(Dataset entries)
━━━━━━━━
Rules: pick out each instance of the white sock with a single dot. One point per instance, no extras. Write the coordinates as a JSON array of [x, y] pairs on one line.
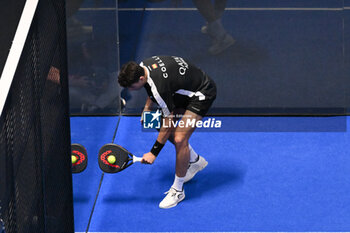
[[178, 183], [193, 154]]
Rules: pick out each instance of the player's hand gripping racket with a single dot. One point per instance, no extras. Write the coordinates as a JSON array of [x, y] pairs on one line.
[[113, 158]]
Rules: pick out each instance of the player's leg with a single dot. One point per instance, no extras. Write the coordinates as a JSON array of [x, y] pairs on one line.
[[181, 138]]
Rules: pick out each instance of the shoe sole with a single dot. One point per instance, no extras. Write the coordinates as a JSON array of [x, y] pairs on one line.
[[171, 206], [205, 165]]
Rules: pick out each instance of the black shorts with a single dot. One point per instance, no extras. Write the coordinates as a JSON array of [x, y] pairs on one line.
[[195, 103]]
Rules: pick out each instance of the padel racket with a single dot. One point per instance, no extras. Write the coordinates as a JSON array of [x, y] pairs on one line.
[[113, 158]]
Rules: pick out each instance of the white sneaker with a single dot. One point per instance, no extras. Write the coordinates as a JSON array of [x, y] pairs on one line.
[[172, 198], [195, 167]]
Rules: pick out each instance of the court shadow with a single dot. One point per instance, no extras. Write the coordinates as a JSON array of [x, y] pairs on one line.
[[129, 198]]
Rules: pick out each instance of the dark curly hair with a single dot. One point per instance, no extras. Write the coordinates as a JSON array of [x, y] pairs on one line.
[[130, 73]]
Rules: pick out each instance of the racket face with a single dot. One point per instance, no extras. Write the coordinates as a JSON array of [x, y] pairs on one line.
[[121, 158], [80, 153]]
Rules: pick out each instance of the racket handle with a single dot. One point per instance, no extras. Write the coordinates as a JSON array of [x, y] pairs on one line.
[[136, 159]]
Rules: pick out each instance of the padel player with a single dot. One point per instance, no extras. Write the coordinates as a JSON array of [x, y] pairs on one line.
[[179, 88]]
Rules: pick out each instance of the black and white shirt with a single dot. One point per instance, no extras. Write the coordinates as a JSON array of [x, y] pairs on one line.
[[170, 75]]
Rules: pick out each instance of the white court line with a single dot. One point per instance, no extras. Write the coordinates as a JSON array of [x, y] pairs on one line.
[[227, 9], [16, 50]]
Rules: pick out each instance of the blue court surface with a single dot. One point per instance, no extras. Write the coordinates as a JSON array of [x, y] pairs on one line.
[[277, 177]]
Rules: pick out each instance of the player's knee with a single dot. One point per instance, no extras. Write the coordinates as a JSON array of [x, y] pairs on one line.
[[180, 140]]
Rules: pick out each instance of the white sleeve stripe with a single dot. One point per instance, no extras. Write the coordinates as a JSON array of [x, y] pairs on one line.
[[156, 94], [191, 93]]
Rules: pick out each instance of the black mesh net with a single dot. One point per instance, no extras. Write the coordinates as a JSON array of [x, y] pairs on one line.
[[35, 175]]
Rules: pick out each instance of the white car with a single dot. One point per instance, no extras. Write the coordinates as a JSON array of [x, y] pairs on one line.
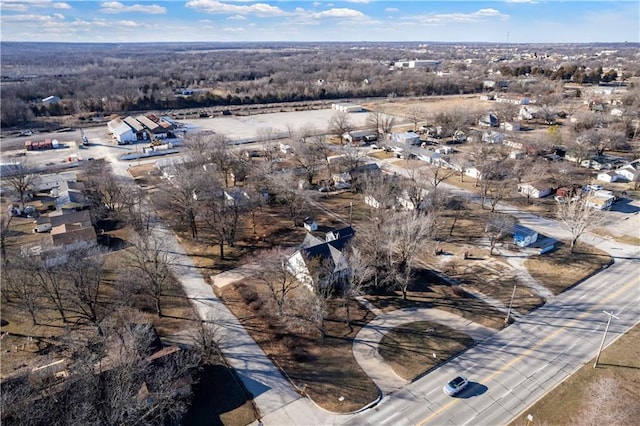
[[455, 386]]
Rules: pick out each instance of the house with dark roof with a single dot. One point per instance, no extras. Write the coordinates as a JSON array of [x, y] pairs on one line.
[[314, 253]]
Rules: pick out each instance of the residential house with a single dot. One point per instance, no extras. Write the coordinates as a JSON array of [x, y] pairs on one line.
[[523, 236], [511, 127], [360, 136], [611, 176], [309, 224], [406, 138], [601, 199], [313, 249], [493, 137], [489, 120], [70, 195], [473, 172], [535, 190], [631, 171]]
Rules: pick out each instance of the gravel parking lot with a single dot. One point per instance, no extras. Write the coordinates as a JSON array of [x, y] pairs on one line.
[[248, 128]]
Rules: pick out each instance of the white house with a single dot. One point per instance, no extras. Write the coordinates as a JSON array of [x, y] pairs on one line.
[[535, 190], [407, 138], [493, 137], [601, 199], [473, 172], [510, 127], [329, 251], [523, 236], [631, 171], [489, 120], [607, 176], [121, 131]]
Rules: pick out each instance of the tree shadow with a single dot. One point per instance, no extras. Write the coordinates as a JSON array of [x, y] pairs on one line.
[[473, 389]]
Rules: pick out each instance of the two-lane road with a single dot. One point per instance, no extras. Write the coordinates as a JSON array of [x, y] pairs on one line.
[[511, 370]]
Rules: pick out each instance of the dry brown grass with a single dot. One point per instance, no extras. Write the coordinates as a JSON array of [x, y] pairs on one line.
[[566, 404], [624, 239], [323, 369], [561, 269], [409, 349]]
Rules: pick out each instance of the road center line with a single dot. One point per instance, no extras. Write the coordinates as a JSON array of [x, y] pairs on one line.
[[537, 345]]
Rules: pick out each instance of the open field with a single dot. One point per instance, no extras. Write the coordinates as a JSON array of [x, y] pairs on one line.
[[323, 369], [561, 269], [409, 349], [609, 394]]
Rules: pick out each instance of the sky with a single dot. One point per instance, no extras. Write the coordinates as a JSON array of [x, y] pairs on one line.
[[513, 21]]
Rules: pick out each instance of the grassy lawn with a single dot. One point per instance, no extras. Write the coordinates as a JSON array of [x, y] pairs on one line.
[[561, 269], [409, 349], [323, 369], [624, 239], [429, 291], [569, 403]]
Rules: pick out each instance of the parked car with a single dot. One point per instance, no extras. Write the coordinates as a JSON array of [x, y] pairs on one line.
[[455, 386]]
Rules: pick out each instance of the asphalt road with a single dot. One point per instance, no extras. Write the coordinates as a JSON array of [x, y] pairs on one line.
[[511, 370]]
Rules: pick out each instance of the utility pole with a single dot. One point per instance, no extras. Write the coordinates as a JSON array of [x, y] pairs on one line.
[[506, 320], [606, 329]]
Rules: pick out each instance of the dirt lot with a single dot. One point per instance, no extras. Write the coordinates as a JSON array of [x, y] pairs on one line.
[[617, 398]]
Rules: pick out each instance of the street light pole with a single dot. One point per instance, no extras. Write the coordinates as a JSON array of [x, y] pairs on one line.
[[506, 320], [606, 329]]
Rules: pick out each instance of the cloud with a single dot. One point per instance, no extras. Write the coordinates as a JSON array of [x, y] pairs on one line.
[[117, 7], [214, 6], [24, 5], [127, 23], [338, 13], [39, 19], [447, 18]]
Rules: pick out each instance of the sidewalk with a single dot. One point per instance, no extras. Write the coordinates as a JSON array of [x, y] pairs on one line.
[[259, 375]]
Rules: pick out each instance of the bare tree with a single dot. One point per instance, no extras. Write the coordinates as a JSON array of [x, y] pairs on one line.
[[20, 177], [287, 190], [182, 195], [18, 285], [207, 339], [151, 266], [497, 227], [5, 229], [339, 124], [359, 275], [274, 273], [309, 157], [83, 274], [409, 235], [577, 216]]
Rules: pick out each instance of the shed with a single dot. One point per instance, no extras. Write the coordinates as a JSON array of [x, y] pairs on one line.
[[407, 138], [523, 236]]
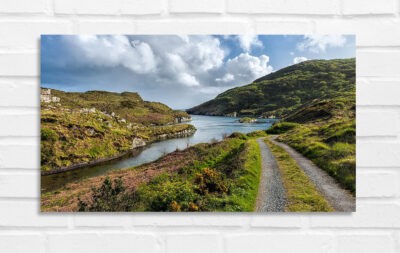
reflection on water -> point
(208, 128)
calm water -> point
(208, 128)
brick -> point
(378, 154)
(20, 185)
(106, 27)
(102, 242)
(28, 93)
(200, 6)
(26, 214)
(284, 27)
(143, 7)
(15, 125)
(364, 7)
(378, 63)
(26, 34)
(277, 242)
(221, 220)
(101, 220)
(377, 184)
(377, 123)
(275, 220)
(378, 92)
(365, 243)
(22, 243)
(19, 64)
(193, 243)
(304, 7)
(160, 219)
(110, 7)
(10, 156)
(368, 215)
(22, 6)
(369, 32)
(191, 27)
━━━━━━━━
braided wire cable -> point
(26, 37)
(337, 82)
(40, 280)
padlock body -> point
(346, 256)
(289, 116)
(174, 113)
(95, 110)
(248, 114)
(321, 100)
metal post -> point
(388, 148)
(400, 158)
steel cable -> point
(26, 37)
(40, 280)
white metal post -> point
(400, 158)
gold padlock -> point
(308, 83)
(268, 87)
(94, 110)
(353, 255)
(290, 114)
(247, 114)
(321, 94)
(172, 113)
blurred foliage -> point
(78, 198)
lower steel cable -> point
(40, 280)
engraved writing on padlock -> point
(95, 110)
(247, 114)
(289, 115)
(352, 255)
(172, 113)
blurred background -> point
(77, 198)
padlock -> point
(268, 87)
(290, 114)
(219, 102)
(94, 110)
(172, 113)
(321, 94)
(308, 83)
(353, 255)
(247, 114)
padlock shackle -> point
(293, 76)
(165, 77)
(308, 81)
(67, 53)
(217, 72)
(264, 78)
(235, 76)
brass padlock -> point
━━━━━━━━
→ YOUR TASK: Among the entries above, the lines between the ones containing "engraved writing on padlock -> point" and "brass padlock -> point", inclusive, are to be transcribed exactly. No other line is to be given.

→ SOLUTION TO THE PROBLEM:
engraved writing on padlock -> point
(95, 110)
(247, 114)
(289, 115)
(352, 255)
(172, 113)
blurred background -> point
(77, 198)
padlock -> point
(268, 87)
(290, 114)
(219, 102)
(94, 110)
(172, 113)
(321, 94)
(308, 83)
(353, 255)
(247, 114)
padlock shackle -> point
(293, 76)
(165, 77)
(308, 81)
(67, 53)
(217, 72)
(264, 78)
(235, 76)
brass padlock -> point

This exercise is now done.